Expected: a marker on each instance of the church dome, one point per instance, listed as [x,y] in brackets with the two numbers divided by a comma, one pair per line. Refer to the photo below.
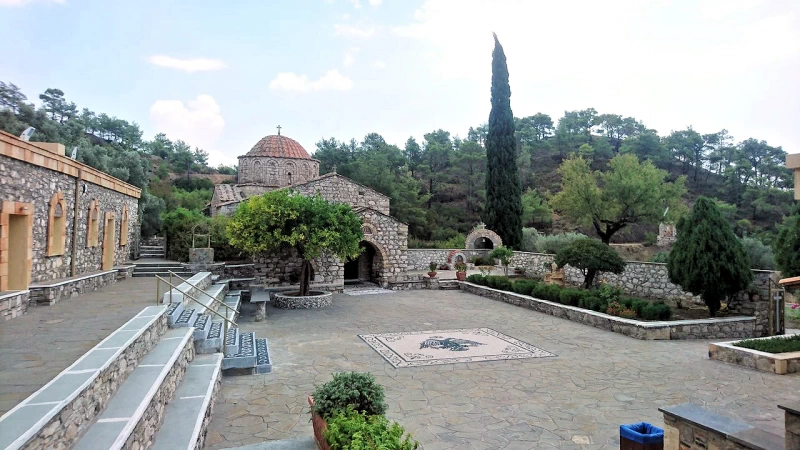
[278,146]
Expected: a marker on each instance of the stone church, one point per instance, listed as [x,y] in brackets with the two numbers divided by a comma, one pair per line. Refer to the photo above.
[279,162]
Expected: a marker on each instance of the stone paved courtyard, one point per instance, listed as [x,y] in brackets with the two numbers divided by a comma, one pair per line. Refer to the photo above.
[576,400]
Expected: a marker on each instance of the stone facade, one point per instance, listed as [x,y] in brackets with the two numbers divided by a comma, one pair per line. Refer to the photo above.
[34,174]
[667,330]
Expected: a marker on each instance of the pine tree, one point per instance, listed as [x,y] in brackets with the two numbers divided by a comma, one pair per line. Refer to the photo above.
[707,259]
[503,213]
[787,246]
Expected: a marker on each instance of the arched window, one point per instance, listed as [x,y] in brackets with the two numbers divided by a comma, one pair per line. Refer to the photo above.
[93,224]
[123,227]
[57,225]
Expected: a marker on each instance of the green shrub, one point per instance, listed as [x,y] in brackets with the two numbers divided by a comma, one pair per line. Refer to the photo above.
[773,345]
[354,389]
[477,279]
[350,430]
[524,287]
[570,296]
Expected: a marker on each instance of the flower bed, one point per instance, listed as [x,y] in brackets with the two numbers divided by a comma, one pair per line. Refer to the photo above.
[744,353]
[725,328]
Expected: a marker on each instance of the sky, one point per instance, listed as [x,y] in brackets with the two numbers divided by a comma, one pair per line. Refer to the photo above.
[220,75]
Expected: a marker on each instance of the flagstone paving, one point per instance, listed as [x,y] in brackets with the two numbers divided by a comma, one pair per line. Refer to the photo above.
[576,400]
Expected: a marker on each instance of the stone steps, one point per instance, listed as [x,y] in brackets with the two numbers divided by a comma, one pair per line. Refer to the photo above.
[186,418]
[137,407]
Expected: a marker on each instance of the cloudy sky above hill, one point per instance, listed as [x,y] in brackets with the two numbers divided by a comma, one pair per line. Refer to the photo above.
[220,75]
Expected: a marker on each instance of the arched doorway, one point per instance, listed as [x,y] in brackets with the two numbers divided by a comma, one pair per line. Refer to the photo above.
[366,267]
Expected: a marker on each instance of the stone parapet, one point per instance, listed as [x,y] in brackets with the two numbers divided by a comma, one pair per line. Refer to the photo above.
[661,330]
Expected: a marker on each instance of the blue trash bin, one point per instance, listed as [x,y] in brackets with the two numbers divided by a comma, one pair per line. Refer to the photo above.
[641,436]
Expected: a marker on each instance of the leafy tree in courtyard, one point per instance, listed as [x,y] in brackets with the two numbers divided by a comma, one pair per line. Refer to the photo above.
[627,193]
[708,259]
[787,246]
[590,256]
[503,212]
[309,225]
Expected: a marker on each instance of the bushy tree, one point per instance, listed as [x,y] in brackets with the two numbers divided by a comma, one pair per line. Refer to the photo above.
[309,225]
[628,192]
[590,256]
[708,259]
[787,246]
[503,212]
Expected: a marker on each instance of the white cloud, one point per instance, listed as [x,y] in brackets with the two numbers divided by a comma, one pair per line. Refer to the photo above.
[332,80]
[186,65]
[26,2]
[350,57]
[354,31]
[198,122]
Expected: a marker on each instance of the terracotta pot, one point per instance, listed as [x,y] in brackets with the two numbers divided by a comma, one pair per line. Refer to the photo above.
[319,425]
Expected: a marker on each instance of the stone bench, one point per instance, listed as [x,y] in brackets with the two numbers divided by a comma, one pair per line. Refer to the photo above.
[63,409]
[690,427]
[53,291]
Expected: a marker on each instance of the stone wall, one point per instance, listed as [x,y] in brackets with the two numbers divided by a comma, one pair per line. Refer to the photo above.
[29,182]
[50,293]
[667,330]
[13,304]
[336,188]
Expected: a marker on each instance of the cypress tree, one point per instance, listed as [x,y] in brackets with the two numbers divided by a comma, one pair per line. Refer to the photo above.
[708,259]
[503,213]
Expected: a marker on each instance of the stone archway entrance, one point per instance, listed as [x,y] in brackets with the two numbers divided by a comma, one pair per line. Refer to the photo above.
[483,239]
[367,267]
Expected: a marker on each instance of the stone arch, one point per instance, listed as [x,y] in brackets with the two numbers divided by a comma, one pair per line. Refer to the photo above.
[57,225]
[481,238]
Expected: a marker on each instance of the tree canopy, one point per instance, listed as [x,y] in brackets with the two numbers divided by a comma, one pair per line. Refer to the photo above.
[628,192]
[708,259]
[309,225]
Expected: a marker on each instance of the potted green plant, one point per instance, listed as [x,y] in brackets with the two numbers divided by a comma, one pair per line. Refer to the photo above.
[461,271]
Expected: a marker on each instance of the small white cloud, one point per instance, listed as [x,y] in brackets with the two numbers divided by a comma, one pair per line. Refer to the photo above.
[26,2]
[187,65]
[198,122]
[354,31]
[332,80]
[350,57]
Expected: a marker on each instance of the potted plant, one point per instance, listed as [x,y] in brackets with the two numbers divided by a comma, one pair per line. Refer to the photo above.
[461,271]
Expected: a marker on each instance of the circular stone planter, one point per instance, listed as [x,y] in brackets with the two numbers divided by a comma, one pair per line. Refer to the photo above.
[315,300]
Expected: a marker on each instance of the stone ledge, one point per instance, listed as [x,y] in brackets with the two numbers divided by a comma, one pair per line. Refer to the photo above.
[660,330]
[777,363]
[71,409]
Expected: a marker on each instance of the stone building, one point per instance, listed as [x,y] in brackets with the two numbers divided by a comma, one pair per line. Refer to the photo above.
[63,225]
[278,162]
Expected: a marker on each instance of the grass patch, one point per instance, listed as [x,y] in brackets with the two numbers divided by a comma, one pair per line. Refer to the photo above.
[772,345]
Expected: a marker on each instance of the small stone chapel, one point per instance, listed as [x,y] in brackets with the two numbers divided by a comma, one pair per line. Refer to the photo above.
[279,162]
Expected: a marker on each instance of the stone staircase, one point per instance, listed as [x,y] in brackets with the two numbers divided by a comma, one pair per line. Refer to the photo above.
[149,384]
[151,269]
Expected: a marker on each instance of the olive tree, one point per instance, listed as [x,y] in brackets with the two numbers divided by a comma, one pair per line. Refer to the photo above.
[285,219]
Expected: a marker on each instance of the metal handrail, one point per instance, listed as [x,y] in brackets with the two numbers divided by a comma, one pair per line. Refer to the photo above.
[225,319]
[171,274]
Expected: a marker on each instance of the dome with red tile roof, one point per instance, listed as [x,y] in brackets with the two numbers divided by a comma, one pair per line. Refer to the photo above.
[278,146]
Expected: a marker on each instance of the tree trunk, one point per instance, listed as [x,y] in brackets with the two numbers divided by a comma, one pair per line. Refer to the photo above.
[305,277]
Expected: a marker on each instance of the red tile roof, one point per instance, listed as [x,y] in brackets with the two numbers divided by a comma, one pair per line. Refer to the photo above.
[278,146]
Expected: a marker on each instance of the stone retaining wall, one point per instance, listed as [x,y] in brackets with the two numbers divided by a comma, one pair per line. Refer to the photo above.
[50,295]
[63,430]
[666,330]
[143,435]
[14,304]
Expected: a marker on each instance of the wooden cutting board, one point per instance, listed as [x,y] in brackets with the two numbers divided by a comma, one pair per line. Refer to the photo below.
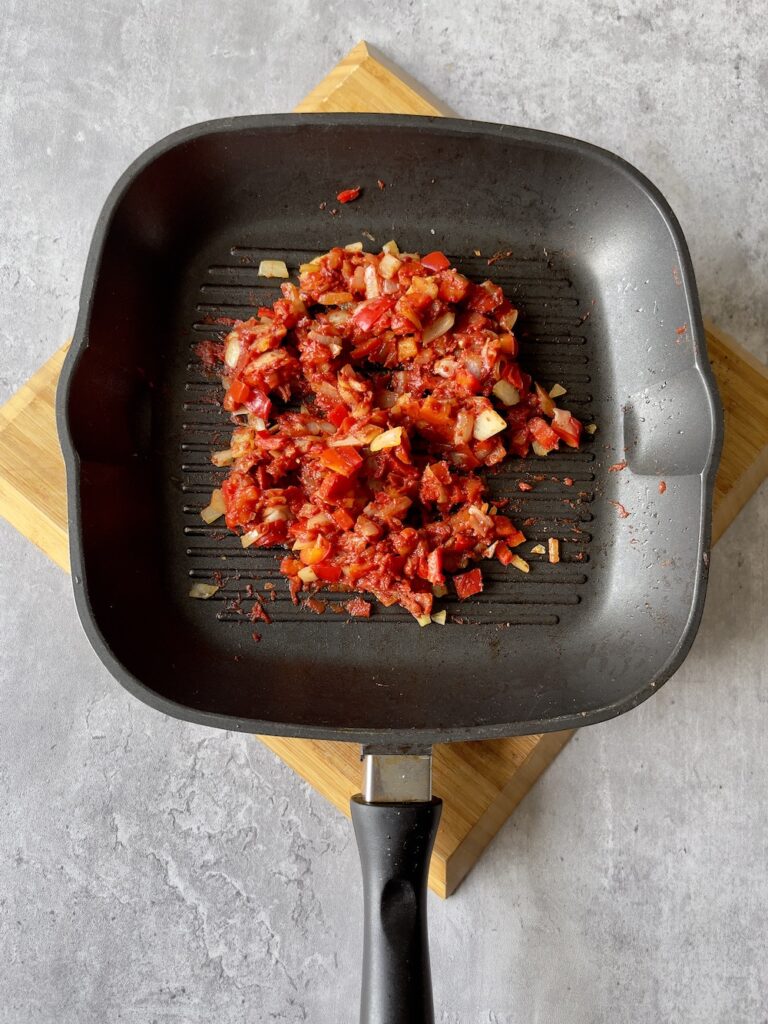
[480,782]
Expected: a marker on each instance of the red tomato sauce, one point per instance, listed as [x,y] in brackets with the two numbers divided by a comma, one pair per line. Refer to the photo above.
[369,399]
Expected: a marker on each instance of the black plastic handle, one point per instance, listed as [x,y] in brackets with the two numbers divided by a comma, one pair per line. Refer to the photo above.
[394,842]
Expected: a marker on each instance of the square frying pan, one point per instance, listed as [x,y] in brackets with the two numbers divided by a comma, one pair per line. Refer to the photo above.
[592,255]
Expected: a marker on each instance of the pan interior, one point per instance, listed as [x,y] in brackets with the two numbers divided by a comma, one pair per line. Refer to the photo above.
[596,272]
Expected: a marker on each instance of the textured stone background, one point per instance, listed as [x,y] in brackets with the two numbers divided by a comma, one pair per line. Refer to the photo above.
[154,871]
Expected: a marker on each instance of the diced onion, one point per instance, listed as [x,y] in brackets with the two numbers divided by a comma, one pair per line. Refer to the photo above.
[225,458]
[389,438]
[372,283]
[440,326]
[322,519]
[548,407]
[389,265]
[364,435]
[464,425]
[506,392]
[215,509]
[272,268]
[337,316]
[279,514]
[487,423]
[232,351]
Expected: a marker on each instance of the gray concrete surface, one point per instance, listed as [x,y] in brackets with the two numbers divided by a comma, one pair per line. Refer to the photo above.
[156,872]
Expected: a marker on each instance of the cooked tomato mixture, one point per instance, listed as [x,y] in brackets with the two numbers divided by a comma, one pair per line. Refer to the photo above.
[370,398]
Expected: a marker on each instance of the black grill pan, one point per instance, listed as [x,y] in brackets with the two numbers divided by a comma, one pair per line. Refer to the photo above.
[595,260]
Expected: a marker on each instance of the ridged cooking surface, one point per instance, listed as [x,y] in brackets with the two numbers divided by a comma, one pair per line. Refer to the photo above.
[554,347]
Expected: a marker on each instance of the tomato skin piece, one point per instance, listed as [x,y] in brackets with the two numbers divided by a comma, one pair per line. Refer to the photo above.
[434,567]
[358,607]
[543,433]
[468,584]
[327,571]
[342,519]
[238,393]
[435,261]
[345,461]
[369,312]
[338,414]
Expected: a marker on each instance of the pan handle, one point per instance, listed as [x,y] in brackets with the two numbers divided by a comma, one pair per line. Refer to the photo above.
[394,842]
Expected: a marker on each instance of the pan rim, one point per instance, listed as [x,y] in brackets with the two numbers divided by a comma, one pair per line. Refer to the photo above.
[440,126]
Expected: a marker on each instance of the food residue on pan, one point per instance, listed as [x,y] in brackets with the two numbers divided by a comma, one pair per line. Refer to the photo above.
[407,386]
[623,513]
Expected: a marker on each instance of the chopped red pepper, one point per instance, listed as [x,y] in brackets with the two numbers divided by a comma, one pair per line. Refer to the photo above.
[344,461]
[376,480]
[468,584]
[358,607]
[328,571]
[435,261]
[342,519]
[338,414]
[238,393]
[369,312]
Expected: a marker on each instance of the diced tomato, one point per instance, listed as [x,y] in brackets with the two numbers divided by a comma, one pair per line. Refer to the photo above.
[434,567]
[504,526]
[348,343]
[238,393]
[316,553]
[328,571]
[435,261]
[468,584]
[345,461]
[542,433]
[358,607]
[369,312]
[333,486]
[567,427]
[290,566]
[342,519]
[338,414]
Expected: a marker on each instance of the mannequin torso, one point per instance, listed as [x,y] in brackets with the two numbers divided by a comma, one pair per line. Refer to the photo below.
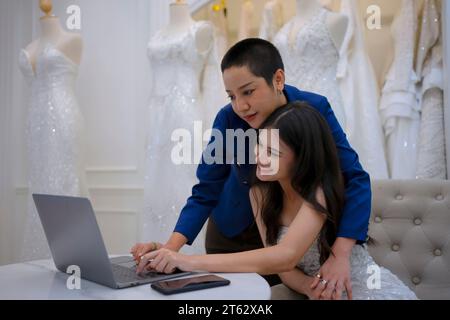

..........

Given exercise :: Count the lines in the data above that contain the string "diced", treating uppercase and lowercase as different, and give only the number.

Solution to the exercise :: 2